◆ **EXTRACTED RECORDS**:
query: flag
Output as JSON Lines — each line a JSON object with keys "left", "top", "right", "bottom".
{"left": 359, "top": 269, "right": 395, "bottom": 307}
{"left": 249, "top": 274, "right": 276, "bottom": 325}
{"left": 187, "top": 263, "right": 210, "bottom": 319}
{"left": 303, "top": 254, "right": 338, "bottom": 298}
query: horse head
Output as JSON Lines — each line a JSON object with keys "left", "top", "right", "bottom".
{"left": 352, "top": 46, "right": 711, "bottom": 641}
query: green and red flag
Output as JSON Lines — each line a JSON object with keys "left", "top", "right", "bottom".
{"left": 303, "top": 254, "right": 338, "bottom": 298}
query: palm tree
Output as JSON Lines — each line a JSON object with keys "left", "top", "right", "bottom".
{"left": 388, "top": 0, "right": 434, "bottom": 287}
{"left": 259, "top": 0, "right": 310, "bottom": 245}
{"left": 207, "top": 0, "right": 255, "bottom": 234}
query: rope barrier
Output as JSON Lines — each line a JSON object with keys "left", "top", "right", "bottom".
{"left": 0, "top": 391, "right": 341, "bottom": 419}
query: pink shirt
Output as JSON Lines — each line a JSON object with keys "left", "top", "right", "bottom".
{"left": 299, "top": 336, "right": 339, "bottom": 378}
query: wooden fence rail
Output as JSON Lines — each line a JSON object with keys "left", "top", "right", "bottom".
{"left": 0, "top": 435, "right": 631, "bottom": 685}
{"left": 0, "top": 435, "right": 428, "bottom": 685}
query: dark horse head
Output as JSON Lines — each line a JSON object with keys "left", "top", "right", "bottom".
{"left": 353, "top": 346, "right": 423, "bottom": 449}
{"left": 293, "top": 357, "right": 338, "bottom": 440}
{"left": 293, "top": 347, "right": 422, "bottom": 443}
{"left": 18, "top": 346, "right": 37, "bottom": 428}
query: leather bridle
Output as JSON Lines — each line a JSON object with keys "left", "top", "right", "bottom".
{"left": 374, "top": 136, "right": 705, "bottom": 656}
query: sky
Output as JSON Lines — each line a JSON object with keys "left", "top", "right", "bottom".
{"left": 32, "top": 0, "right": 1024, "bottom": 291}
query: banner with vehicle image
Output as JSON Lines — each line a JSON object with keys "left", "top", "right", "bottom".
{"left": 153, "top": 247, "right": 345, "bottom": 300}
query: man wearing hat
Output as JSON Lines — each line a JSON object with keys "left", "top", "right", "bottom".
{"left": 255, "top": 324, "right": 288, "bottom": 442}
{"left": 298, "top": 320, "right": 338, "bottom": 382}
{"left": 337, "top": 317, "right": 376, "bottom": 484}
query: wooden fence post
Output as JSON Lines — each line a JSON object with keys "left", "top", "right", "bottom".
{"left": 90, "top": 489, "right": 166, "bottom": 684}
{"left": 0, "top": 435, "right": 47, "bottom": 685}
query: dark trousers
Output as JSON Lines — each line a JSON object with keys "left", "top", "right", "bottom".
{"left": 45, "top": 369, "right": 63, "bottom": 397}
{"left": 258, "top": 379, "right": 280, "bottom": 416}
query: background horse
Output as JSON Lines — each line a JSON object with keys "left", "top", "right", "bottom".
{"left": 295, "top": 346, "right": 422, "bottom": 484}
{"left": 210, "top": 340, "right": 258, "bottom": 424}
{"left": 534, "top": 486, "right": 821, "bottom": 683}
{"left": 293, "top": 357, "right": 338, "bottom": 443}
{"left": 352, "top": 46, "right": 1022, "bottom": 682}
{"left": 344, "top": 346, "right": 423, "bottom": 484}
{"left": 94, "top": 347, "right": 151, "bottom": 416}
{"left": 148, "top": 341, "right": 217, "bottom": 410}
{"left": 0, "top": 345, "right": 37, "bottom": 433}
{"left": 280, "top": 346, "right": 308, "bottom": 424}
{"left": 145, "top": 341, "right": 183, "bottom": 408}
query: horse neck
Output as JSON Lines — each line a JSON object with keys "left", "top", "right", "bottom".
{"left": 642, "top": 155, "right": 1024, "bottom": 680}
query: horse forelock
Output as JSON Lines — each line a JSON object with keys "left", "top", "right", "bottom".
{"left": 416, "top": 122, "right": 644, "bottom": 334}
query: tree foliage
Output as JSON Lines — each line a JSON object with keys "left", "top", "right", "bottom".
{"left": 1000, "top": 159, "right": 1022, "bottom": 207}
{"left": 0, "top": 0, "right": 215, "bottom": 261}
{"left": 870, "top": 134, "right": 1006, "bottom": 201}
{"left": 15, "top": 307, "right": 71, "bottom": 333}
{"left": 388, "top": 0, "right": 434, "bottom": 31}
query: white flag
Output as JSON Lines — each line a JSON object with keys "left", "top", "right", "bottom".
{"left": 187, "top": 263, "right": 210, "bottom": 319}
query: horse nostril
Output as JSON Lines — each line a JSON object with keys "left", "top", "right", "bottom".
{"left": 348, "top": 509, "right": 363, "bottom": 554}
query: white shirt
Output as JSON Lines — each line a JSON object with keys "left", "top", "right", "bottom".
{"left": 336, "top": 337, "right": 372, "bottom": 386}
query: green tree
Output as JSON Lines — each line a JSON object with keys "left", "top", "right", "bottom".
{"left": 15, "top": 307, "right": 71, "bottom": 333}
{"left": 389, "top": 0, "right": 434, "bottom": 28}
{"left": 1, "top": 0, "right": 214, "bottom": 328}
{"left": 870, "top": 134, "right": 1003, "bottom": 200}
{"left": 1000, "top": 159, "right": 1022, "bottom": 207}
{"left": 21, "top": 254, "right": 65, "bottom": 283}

◆ **ACTIVITY**:
Each line from the top of the data, up to and including the line that contains "query: horse head", should be set down exactly.

◆ **EXPECTED ANSWER**:
query: flag
Output as JSON Lines — each line a JSON object with keys "left", "top", "right", "bottom".
{"left": 359, "top": 269, "right": 395, "bottom": 307}
{"left": 249, "top": 274, "right": 276, "bottom": 325}
{"left": 187, "top": 263, "right": 210, "bottom": 319}
{"left": 303, "top": 254, "right": 338, "bottom": 298}
query: horse head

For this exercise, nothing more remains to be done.